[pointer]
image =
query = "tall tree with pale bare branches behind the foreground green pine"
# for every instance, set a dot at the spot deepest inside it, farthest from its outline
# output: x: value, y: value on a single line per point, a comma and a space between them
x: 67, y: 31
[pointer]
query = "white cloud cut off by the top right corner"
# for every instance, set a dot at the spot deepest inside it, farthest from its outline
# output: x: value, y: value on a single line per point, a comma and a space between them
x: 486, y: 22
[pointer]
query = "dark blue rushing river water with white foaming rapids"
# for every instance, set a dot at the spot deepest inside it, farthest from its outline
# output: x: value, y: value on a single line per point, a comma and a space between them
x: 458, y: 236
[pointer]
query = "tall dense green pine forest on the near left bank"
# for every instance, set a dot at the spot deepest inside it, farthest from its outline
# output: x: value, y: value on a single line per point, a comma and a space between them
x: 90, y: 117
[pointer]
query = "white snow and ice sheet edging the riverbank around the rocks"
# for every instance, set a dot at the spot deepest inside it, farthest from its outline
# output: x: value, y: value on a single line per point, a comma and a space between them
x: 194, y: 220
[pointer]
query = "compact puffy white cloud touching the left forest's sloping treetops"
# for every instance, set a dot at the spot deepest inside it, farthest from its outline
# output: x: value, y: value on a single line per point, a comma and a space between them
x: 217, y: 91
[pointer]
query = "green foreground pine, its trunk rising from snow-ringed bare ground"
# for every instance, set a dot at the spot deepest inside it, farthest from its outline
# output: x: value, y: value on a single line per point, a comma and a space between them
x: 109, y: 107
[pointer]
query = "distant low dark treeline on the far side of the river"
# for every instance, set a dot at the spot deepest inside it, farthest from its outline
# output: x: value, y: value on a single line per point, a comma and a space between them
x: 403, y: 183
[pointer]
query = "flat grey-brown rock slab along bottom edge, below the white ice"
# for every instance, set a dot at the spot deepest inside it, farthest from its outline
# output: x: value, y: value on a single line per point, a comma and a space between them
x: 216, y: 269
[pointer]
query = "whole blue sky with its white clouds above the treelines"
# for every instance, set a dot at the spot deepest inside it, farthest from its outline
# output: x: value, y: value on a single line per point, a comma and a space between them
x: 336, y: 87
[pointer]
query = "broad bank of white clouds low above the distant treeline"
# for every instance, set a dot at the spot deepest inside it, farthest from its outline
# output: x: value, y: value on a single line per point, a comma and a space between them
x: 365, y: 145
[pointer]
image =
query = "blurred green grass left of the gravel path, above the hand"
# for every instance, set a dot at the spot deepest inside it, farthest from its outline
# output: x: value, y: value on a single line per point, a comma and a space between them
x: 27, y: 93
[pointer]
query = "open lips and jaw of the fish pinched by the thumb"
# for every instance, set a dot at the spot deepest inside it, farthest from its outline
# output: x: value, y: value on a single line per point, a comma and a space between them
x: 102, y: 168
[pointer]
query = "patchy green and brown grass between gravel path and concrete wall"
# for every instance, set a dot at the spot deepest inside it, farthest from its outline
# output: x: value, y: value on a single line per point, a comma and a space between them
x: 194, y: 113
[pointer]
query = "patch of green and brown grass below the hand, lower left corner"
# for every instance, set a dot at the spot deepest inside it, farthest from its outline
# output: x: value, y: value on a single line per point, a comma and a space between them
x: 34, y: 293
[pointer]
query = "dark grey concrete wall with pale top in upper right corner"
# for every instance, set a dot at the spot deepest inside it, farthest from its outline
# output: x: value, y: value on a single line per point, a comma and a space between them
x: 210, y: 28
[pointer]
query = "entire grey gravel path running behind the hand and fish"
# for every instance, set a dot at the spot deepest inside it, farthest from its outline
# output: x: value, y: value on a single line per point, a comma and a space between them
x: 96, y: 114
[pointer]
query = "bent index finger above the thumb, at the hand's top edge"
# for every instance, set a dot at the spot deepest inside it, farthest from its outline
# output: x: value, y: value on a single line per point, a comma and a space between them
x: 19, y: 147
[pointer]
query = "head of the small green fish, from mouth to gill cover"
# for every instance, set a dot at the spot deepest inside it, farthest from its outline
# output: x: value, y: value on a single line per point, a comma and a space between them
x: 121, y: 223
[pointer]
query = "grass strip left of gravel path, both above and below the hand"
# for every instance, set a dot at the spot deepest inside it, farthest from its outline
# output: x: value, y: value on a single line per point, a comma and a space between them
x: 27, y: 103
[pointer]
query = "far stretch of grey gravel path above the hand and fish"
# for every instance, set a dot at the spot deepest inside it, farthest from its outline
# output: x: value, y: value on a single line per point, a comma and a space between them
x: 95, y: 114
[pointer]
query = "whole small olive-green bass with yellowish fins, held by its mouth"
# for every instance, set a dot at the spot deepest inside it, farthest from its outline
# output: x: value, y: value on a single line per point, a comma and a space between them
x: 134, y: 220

▸ **Activity**
Wherever "snow" occurs in the records above, copy the line it sits in.

▸ **Answer below**
query = "white snow and ice sheet edging the riverbank around the rocks"
query = "green foreground pine, its trunk rising from snow-ringed bare ground"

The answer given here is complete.